[What the task requires] Set down the data below once more, precisely as it reads.

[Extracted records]
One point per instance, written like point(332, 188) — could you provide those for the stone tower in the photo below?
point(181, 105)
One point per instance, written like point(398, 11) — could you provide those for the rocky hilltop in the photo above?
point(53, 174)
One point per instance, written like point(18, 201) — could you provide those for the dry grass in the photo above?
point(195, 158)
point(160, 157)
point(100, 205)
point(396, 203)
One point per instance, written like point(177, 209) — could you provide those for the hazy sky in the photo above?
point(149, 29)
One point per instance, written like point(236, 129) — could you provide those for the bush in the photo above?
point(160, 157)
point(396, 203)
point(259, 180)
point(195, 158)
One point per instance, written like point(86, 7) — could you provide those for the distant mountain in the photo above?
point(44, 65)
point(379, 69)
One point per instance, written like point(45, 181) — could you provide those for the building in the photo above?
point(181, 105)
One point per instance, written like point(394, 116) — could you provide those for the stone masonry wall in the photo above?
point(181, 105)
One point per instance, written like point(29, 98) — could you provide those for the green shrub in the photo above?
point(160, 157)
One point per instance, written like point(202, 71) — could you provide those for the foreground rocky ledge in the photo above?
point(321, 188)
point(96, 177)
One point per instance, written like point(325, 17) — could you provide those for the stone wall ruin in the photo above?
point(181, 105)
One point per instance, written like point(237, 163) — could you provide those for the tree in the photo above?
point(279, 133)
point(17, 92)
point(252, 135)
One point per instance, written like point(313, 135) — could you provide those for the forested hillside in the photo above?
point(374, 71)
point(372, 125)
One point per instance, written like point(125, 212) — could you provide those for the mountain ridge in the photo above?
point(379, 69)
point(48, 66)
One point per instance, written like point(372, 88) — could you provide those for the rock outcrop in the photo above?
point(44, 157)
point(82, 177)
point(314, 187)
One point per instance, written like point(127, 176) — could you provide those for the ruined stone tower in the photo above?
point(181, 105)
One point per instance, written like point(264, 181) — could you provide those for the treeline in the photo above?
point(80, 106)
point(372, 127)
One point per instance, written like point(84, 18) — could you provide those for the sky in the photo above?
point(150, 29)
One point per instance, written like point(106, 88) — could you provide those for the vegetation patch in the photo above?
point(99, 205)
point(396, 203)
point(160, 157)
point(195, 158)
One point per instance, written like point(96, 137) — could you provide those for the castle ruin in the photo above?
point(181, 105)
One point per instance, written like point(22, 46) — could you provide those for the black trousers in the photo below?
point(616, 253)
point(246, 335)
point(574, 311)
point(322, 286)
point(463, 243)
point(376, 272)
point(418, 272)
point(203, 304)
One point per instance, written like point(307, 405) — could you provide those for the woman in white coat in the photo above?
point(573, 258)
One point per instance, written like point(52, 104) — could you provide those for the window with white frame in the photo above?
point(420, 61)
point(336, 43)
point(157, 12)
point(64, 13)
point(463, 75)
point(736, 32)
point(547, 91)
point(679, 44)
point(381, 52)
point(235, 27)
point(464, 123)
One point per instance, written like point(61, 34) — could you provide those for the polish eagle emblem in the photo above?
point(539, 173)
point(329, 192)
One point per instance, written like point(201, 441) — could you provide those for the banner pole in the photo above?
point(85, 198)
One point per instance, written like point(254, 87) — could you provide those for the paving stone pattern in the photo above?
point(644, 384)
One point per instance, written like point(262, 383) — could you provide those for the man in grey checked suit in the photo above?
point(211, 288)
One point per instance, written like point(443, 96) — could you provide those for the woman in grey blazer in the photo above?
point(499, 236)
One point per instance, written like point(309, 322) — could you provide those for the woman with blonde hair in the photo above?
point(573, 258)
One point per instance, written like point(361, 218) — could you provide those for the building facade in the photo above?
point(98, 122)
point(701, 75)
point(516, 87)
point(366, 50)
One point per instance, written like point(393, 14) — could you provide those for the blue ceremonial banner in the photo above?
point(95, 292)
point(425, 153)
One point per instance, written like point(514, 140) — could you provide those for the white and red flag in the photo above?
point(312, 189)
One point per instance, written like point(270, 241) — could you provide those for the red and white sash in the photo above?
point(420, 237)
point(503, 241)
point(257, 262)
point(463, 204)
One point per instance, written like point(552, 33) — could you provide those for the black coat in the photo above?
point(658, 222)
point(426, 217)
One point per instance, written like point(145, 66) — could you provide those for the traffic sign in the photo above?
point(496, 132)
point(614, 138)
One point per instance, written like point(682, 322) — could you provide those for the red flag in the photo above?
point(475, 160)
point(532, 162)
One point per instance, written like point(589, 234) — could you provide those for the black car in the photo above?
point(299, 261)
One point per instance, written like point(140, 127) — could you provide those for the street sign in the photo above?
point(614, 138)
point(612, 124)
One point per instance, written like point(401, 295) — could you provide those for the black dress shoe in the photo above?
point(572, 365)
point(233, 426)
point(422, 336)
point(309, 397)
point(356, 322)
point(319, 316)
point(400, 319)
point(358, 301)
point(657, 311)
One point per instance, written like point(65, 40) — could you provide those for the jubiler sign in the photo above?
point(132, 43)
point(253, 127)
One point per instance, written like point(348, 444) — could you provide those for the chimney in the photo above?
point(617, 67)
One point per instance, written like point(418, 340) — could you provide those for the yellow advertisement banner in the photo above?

[Written response]
One point per instance, written like point(332, 188) — could you provide those for the stone tower in the photo below?
point(181, 105)
One point per instance, written like point(398, 11) — could you provide those for the rocky hilltop in the photo above?
point(53, 174)
One point per instance, written like point(18, 201) — could you provide those for the dry grass in the photo above?
point(195, 158)
point(160, 157)
point(100, 205)
point(396, 203)
One point per instance, written like point(177, 209) — could you provide those for the hazy sky in the photo above?
point(149, 29)
One point per instance, written like point(236, 129) — could you provide those for the bush in the photo above?
point(160, 157)
point(396, 203)
point(259, 180)
point(195, 158)
One point per instance, written like point(86, 7) — could you provide those for the distant mountain in the photo above?
point(44, 65)
point(379, 69)
One point per instance, written like point(45, 181) — could you provide those for the building in the photo above?
point(181, 105)
One point per instance, written like point(394, 116) — could you provide those for the stone masonry wall in the photo above?
point(181, 105)
One point per instance, written like point(29, 98) — could you provide those for the green shrub in the photo above?
point(160, 157)
One point per instance, written like point(202, 71) — could you provide those for the foreground rocky ledge in the photo above?
point(321, 188)
point(96, 177)
One point per instance, written like point(325, 17) — could you provide those for the stone wall ruin in the photo above?
point(181, 105)
One point per instance, written like point(237, 163) — could you provide those for the tree in the photo above?
point(279, 133)
point(17, 92)
point(252, 135)
One point per instance, written like point(313, 135) — could you provide those for the forested hillside in the photo above?
point(374, 71)
point(372, 125)
One point per instance, written like point(125, 212) — could you provide those for the mountain ridge in the photo above?
point(379, 69)
point(48, 66)
One point per instance, written like point(372, 88) — could you provide those for the rock outcrop in the photo above?
point(44, 157)
point(82, 177)
point(314, 187)
One point per instance, written like point(127, 176) — could you provide those for the ruined stone tower in the photo above?
point(181, 105)
One point per instance, written like point(264, 181) — could you provide those for the treeline in the photo above?
point(80, 106)
point(372, 127)
One point per instance, written like point(84, 18) — could you provide those for the sky in the photo above?
point(150, 29)
One point per instance, written like point(106, 88) — could you provide those for the vegetation patch in the photo above?
point(99, 205)
point(396, 203)
point(160, 157)
point(195, 158)
One point per instance, written like point(96, 137) — could you provide those for the castle ruin in the photo above?
point(181, 105)
One point per instance, written like point(22, 46) — could you provide those for the black trousers in the photo below?
point(616, 253)
point(246, 335)
point(574, 311)
point(322, 286)
point(463, 243)
point(376, 272)
point(418, 272)
point(203, 304)
One point per instance, written like point(307, 405) — could you provide those for the woman in white coat in the photo above?
point(573, 258)
One point per instance, written like point(52, 104) — could you provide those for the window with white frame in the photo above?
point(420, 61)
point(336, 43)
point(157, 12)
point(64, 13)
point(463, 75)
point(736, 32)
point(547, 91)
point(679, 44)
point(381, 52)
point(235, 27)
point(464, 123)
One point per instance, written like point(61, 34) — could you provide those for the polish eagle emblem in the photo above?
point(539, 173)
point(329, 192)
One point per instance, written like point(201, 441) — could you provide those for the banner pole in the photo above?
point(85, 198)
One point per instance, written like point(254, 87) — could you provide those for the paving stone pattern in the photo above?
point(644, 384)
One point per instance, written like point(262, 383) — could you provide those for the man in grey checked suit in the photo above?
point(211, 288)
One point per instance, written like point(443, 96) — could you provide those for the woman in grey blazer in the photo above?
point(499, 236)
One point per instance, written like point(309, 322) — could you provide those for the woman with blonde hair in the photo above?
point(573, 258)
One point per instance, written like point(361, 218) — could you provide those for the building facade in the photo above?
point(98, 122)
point(701, 75)
point(516, 87)
point(366, 50)
One point per instance, written like point(393, 14) — could you provide those for the blue ceremonial banner in the photo above?
point(95, 292)
point(425, 153)
One point per instance, written like point(514, 140) — could you provide those for the white and red flag in the photo above?
point(312, 189)
One point per instance, written like point(270, 241) — could you provide those for the red and white sash in the photo above?
point(420, 237)
point(503, 241)
point(257, 262)
point(463, 204)
One point per instance, written like point(552, 33) — could you provide those for the black coat in the photo above?
point(658, 222)
point(426, 217)
One point per instance, written like point(145, 66) — could you provide those for the traffic sign in the photo above?
point(496, 132)
point(614, 138)
One point per instance, written like point(682, 322) — could you provide those for the red flag in the photo above?
point(475, 160)
point(532, 162)
One point per instance, written like point(589, 234) — could you provide those for the black car in the photo above?
point(299, 261)
One point per instance, written like point(140, 127) — could you provide those for the street sign in the photo above?
point(614, 138)
point(612, 124)
One point per instance, written like point(401, 295) — could you provide those for the black dress shoe in the photo above?
point(572, 365)
point(233, 426)
point(422, 336)
point(309, 397)
point(356, 322)
point(319, 316)
point(400, 319)
point(358, 301)
point(657, 311)
One point per instance, written like point(65, 40) — could you provide those for the jubiler sign in the photo above?
point(132, 43)
point(253, 127)
One point per instance, written like point(348, 444) — could you provide those for the chimney in the photo above?
point(617, 67)
One point per instance, written like point(418, 340) — could you provide those for the yellow advertisement banner in the photo above?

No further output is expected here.